- INSTRUÇÃO DADA 1 -
Transcreva sem nenhuma alteração a parte do texto sobre o horror de conhecer que começa nas palavras "Vaneska Mello" e termina depois de "humano querer escapar.".

- TRECHO SELECIONADO -

+++

O HORROR DE CONHECER

Vaneska Mello

“... fé é isto: o pensamento 
A querer enganar-se eternamente
...
Cerra teus olhos profundos 
Para a verdade que dói. 
A Ilusão é mãe da vida...”

Fernando Pessoa - O Horror de Conhecer

Se a verdade liberta, tanto mais fere. Quase nunca é o que se deseja. Quase sempre é o que se evita. A verdade é um imbróglio, uma enrascada. Ela é cheia de contradições. Humano, demasiado humano querer escapar. 

Outro dia mesmo inventei que eu era aquela da foto retocada. Não tinha olheiras e nem tantos anos de vida. A do espelho pela manhã, passei a ignorar.

Inventei uma carreira de sucesso baseada em sinais exteriores e definições genéricas. Está toda no linkedIn, com palavras bordadas a mão. 

Criei poderes sobre nada e ninguém.

+++

- OS DADOS -
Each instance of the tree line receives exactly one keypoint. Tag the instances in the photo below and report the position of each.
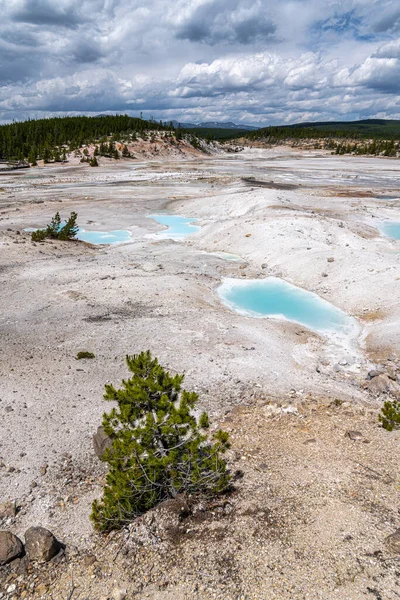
(51, 139)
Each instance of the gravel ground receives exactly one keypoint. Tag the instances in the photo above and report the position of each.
(311, 522)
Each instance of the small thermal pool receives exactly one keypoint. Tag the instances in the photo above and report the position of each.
(178, 227)
(391, 229)
(273, 297)
(227, 256)
(99, 237)
(116, 236)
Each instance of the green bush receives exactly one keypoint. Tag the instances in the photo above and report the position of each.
(56, 230)
(159, 448)
(390, 415)
(39, 235)
(84, 354)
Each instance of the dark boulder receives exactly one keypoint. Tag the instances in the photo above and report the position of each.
(40, 544)
(11, 547)
(101, 442)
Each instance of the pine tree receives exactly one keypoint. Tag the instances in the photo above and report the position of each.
(159, 448)
(47, 155)
(32, 157)
(390, 415)
(70, 229)
(56, 230)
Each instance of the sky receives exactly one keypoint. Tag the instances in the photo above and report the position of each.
(259, 62)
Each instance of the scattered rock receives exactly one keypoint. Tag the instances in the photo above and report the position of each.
(89, 559)
(393, 542)
(40, 544)
(354, 435)
(374, 373)
(101, 441)
(11, 547)
(119, 593)
(391, 372)
(382, 384)
(8, 509)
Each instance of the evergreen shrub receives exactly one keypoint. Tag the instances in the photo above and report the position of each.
(159, 447)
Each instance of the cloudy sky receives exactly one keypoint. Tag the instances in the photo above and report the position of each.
(249, 61)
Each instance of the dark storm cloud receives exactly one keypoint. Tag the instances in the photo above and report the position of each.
(47, 12)
(230, 21)
(256, 61)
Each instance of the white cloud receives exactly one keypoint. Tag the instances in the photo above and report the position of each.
(245, 60)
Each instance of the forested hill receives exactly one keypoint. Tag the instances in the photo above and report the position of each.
(377, 129)
(37, 139)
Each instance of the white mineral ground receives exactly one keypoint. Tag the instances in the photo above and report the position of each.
(58, 298)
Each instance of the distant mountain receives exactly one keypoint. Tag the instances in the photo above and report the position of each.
(214, 125)
(364, 129)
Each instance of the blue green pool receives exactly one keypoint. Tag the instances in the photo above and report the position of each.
(391, 229)
(178, 227)
(276, 298)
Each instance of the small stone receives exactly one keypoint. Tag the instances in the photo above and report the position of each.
(382, 384)
(8, 509)
(393, 542)
(119, 593)
(40, 543)
(41, 589)
(374, 373)
(89, 559)
(11, 547)
(101, 441)
(354, 435)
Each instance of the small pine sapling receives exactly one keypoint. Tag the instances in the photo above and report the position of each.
(56, 230)
(159, 448)
(390, 415)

+++

- INSTRUÇÃO DADA 2 -
Conte as linhas dos registros em que aparece a palavra "pool", respeitando maiúsculas e minúsculas, e responda só com o número.

- SOLUÇÃO ESCRITA 1 -
Vaneska Mello

“... fé é isto: o pensamento 
A querer enganar-se eternamente
...
Cerra teus olhos profundos 
Para a verdade que dói. 
A Ilusão é mãe da vida...”

Fernando Pessoa - O Horror de Conhecer

Se a verdade liberta, tanto mais fere. Quase nunca é o que se deseja. Quase sempre é o que se evita. A verdade é um imbróglio, uma enrascada. Ela é cheia de contradições. Humano, demasiado humano querer escapar.

- SOLUÇÃO ESCRITA 2 -
2